Dans le tiers droit de l’image, Bava mélange le rouge de la tenture, le brun de la statue et le noir de l’obscurité, en autant d’aplats contrastés. Si le rouge apparaît adouci, d’une intensité moindre, c’est parce que l’ombre fait la part belle à cette partie du cadre. Elle semble engloutir la statue située sur un piédestal derrière Rosy, une statue dont les yeux aveugles, vides et la bouche grande ouverte hurlant une panique que personne n’entend, sont comme des abîmes où plonger. Si la dichotomie rouge / noir peut traditionnellement opposer le sang et le danger aux ténèbres, la lumière et les couleurs sont d’abord là pour souligner la primauté de la subjectivité de l’auteur. Elles sont un moyen d’enluminer la surface de l’image pour mieux hypnotiser l’œil du spectateur et donner aux déplacements de Rosy dans son appartement, un caractère étrange, hallucinatoire. En créant cette vibration chromatique oppressante, Mario Bava anticipe la violence à venir et une forme de mise au tombeau que la jeune femme, transformée en « emmurée vivante »[2], ne semble pas en mesure de freiner

Dans le tiers gauche, posés sur une lourde commode, un chandelier et un vase à deux ouvertures sont là  pour évoquer un environnement domestique, très ordonné, où chaque objet semble être à sa place. Contrairement à la statue, ils ont des contours nets parce qu’ils sont contaminés par la même lumière blanche projetée sur Rosy, prolongeant ainsi une atmosphère qui ne cherche pas à imiter la réalité, mais qui apparaît suspendue, impalpable, comme dans un espace hors du temps, et dans lequel les objets existent davantage pour l’effet pictural qu’ils génèrent que pour la symbolique à laquelle ils devraient être destinés. Chaque élément de ce  décor se plie donc essentiellement à la puissance de la mise en images, à cette seule esthétique du point de lumière, blanc ou coloré, déchirant  l’obscurité. Le réalisateur ne hiérarchise pas ces zones de couleurs et de lumière, même si Rosy attire naturellement notre regard, plus en raison de sa position centrale que par un éclairage  particulièrement marqué sur elle. C’est donc bien l’ensemble des éléments visuels dans le cadre - la musique est absente à ce moment de la séquence - qui confère à la scène son équilibre, son unité poétique et ténébreuse

Par la seule force de sa mise en scène, Mario Bava dialogue ainsi constamment entre ce qui tient de la modernité - les couleurs - et ce qui appartient à la culture populaire - le suspense, le meurtre, la peur - incarnés dans le giallo[3], dont Les Trois visages de la peur et Six femmes pour l’assassin, réalisé l’année suivante, poseront les bases. En soulignant ainsi le potentiel pictural de l’image cinématographique, Mario Bava trouve dans l’affirmation de la lumière et du chromatisme des alliées pour développer sa propre identité. En tant qu’épigone, Dario Argento saura, particulièrement avec la trilogie Suspiria (1977), Inferno (1980) et Ténèbres (1982), porter à son paroxysme cette tension visuelle, baroque et fascinante.

▸ **À faire**:
1: Répondez aux questions suivantes à partir du texte sur Mario Bava :
(a) Quelles couleurs Bava mélange-t-il dans le tiers droit de l'image ?
(b) Quels objets sont posés sur la lourde commode dans le tiers gauche ?
(c) Quels films forment la trilogie de Dario Argento citée ?
2: Rédigez la suite du texte sur Mario Bava, en partant de sa dernière phrase.

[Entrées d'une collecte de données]
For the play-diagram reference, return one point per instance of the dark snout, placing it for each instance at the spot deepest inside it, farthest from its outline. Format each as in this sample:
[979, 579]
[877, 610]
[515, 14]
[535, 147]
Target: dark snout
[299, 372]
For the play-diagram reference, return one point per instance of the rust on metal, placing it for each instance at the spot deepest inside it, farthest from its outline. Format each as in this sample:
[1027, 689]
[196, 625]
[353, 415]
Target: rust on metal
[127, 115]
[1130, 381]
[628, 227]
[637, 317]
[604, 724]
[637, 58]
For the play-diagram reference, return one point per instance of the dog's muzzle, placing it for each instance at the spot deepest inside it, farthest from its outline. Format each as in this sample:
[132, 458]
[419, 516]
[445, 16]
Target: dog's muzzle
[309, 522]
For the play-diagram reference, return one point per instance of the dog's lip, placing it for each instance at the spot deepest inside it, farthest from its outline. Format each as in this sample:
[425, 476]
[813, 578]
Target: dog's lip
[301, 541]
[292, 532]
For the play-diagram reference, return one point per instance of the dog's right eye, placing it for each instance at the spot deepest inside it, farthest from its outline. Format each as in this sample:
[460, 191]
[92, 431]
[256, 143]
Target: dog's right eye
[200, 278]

▸ **Vos réponses**:
1:
(a) Le rouge de la tenture, le brun de la statue et le noir de l'obscurité.
(b) Un chandelier et un vase à deux ouvertures.
(c) Suspiria (1977), Inferno (1980) et Ténèbres (1982).

2:
 


[1] Jean-Louis Leutrat, Vie de fantômes, le fantastique au cinéma, Éditions de l’Étoile / Cahiers du cinéma, 1995, p.115.

[2] L’Emmurée vivante, un film de Lucio Fulci (1977).

[3]  Le giallo fait référence à la couleur jaune des couvertures de romans policiers édités à partir des années 1920 dont les trames narratives seront transposées à l’écran des années 1960 aux années 1990. Il va désigner tout un pan du cinéma d’horreur italien mêlant intrigues policières, suspense, horreur et érotisme, et dont les figures emblématiques, outre Mario Bava, sont Dario Argento, Riccardo Freda ou Lucio Fulci.